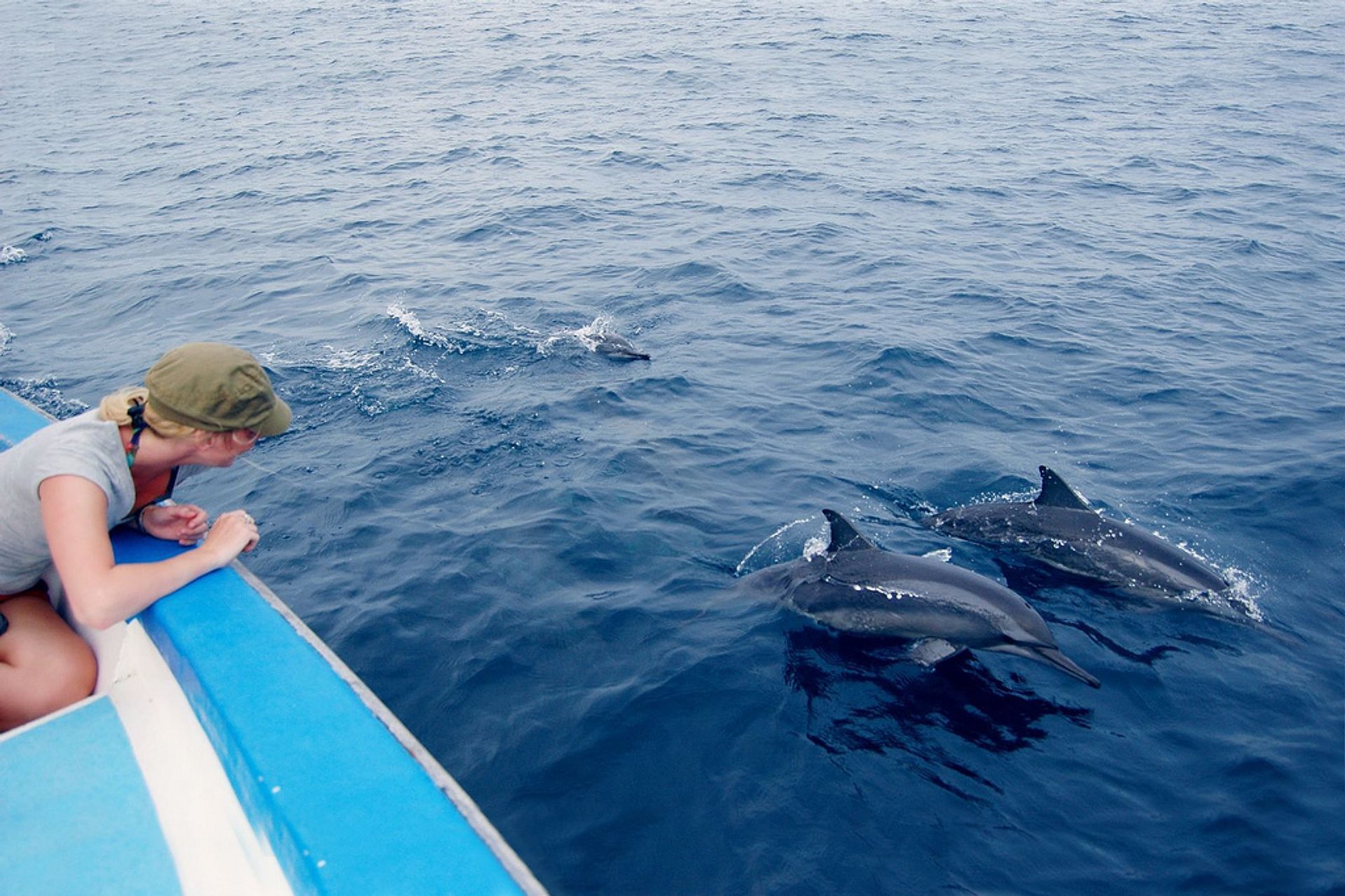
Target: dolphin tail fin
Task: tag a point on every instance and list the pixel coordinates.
(843, 536)
(1052, 657)
(1056, 492)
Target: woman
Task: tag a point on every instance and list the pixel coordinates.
(67, 485)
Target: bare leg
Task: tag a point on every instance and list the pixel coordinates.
(43, 663)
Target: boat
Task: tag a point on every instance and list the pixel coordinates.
(228, 751)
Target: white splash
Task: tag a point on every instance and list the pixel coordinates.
(771, 539)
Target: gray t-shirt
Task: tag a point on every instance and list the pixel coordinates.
(85, 446)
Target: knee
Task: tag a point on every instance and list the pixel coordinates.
(65, 676)
(71, 675)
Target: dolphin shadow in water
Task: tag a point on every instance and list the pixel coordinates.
(858, 588)
(865, 696)
(1060, 529)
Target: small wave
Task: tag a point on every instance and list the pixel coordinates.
(490, 330)
(589, 336)
(779, 551)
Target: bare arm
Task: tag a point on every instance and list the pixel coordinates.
(101, 591)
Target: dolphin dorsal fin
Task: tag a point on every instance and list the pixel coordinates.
(843, 536)
(1055, 492)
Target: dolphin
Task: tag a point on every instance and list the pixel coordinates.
(1059, 528)
(860, 588)
(618, 347)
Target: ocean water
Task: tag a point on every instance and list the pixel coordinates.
(887, 257)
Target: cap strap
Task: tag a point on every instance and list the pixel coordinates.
(137, 425)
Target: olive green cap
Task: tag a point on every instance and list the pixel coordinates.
(217, 388)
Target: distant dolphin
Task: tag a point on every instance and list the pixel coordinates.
(858, 588)
(616, 347)
(1060, 529)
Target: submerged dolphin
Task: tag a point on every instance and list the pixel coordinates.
(618, 347)
(1060, 529)
(856, 587)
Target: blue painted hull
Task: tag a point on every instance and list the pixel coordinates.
(340, 792)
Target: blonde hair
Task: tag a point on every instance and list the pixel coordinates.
(116, 406)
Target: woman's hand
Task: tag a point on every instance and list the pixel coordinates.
(185, 524)
(233, 533)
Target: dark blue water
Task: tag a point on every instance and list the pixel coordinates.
(885, 257)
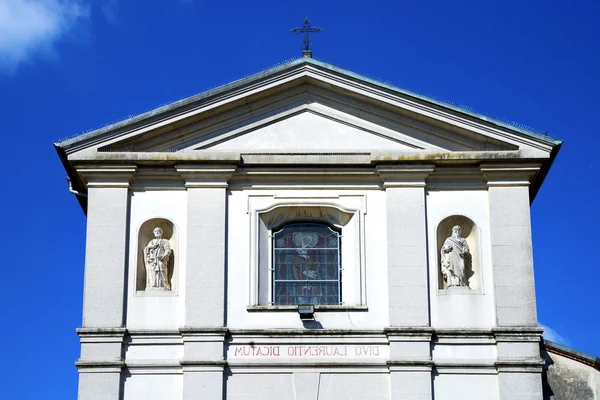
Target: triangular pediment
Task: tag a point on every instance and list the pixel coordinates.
(306, 106)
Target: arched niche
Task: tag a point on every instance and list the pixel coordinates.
(470, 232)
(145, 235)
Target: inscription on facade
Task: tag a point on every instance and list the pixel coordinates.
(306, 351)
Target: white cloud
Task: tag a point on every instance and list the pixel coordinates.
(553, 336)
(31, 27)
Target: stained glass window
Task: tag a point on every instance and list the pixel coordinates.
(306, 265)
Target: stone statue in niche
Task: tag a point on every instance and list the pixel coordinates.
(156, 258)
(453, 254)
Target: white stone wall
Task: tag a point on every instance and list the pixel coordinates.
(418, 342)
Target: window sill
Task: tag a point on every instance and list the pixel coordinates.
(295, 308)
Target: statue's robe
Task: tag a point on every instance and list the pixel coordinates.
(153, 253)
(454, 262)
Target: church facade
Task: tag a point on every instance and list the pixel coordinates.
(309, 233)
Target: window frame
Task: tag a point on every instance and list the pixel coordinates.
(346, 213)
(322, 283)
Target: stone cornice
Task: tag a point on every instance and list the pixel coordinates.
(205, 176)
(108, 176)
(404, 175)
(502, 175)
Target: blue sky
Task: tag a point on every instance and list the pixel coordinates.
(68, 66)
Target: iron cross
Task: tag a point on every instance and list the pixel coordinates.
(306, 29)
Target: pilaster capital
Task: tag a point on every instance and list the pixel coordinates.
(502, 175)
(109, 176)
(205, 176)
(404, 175)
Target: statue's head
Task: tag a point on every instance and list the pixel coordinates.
(456, 231)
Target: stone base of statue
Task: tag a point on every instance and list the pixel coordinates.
(157, 289)
(458, 290)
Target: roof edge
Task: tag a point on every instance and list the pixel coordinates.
(573, 354)
(287, 65)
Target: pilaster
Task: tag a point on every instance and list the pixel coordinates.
(510, 231)
(102, 334)
(106, 245)
(410, 362)
(204, 331)
(407, 243)
(519, 364)
(100, 363)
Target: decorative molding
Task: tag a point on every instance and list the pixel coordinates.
(405, 175)
(502, 175)
(205, 176)
(322, 308)
(108, 176)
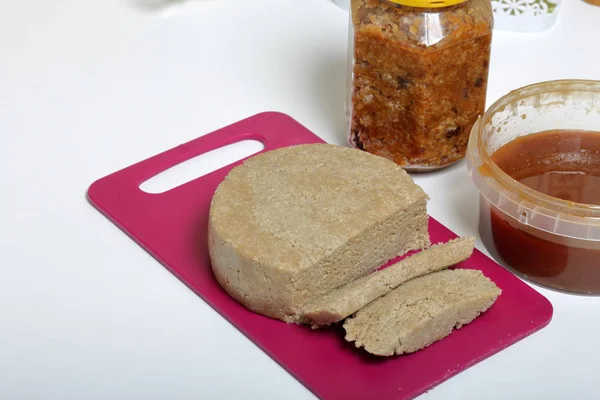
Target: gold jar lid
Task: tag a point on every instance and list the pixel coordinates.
(427, 3)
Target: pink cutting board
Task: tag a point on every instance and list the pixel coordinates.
(172, 226)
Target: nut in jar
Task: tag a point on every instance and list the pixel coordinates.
(417, 78)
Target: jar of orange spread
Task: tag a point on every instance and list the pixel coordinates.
(417, 78)
(535, 158)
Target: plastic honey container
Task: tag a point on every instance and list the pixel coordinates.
(535, 158)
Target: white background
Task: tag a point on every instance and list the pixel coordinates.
(89, 87)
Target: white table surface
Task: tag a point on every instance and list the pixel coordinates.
(87, 88)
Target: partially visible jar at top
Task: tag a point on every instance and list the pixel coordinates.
(417, 78)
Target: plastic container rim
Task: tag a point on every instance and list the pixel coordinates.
(478, 156)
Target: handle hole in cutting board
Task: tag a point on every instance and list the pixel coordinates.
(200, 165)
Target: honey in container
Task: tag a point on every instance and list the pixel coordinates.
(535, 158)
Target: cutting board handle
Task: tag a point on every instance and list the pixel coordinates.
(263, 127)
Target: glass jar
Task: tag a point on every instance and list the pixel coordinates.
(551, 241)
(417, 78)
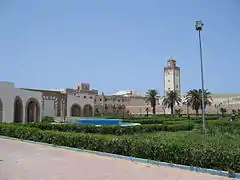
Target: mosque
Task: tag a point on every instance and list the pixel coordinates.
(22, 105)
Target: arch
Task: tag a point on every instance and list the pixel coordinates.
(1, 110)
(32, 110)
(88, 110)
(76, 110)
(18, 110)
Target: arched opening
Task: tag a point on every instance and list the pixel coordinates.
(87, 110)
(1, 110)
(18, 110)
(76, 110)
(32, 110)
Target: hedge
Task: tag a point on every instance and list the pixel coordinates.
(109, 129)
(193, 153)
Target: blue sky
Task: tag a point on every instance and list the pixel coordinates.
(119, 44)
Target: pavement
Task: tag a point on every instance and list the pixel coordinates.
(26, 161)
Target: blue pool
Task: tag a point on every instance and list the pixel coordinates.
(102, 121)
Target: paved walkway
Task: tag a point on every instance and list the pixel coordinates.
(25, 161)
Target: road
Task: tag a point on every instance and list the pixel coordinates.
(26, 161)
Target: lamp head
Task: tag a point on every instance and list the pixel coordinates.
(199, 25)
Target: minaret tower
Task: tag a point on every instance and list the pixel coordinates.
(172, 77)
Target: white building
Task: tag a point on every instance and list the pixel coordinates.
(172, 77)
(19, 105)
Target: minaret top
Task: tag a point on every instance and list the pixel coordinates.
(171, 62)
(171, 59)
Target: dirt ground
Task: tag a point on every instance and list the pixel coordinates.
(25, 161)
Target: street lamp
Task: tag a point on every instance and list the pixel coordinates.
(199, 26)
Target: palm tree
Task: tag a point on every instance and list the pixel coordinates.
(151, 98)
(171, 99)
(194, 99)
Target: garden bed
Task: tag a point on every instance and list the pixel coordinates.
(206, 152)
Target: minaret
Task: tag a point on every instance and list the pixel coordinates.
(172, 77)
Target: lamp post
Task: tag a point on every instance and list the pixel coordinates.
(199, 26)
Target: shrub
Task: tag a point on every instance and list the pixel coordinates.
(207, 154)
(116, 130)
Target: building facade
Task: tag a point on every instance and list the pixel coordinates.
(19, 105)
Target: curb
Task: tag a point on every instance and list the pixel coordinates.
(140, 160)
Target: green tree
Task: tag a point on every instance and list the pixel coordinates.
(194, 99)
(152, 98)
(171, 99)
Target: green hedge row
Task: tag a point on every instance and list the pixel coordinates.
(215, 127)
(166, 118)
(116, 130)
(202, 154)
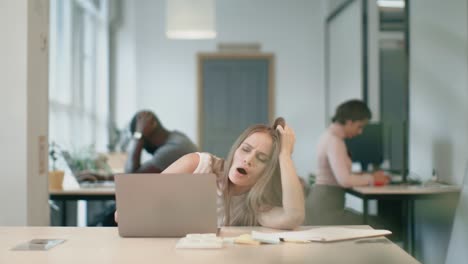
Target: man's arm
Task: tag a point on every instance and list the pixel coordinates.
(144, 127)
(134, 155)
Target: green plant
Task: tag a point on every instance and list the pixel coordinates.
(87, 160)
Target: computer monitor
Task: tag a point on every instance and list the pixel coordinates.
(367, 148)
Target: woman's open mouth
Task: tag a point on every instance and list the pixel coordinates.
(242, 171)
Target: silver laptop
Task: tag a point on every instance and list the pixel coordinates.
(165, 205)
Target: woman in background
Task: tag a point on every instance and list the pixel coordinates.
(327, 199)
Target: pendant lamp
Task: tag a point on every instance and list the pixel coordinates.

....

> TASK TO CARRY OUT
Exactly the lines from the line holding "Target: silver laptop" through the close of the listing above make up the answer; include nothing else.

> TASK OUTPUT
Target: silver laptop
Task: tag a point on every instance and list the pixel coordinates.
(165, 205)
Target: woman in background
Task: tag a point on every instance and list the pixel coordinates.
(327, 199)
Target: pendant lamp
Task: tag a point on every instance and list the pixel coordinates.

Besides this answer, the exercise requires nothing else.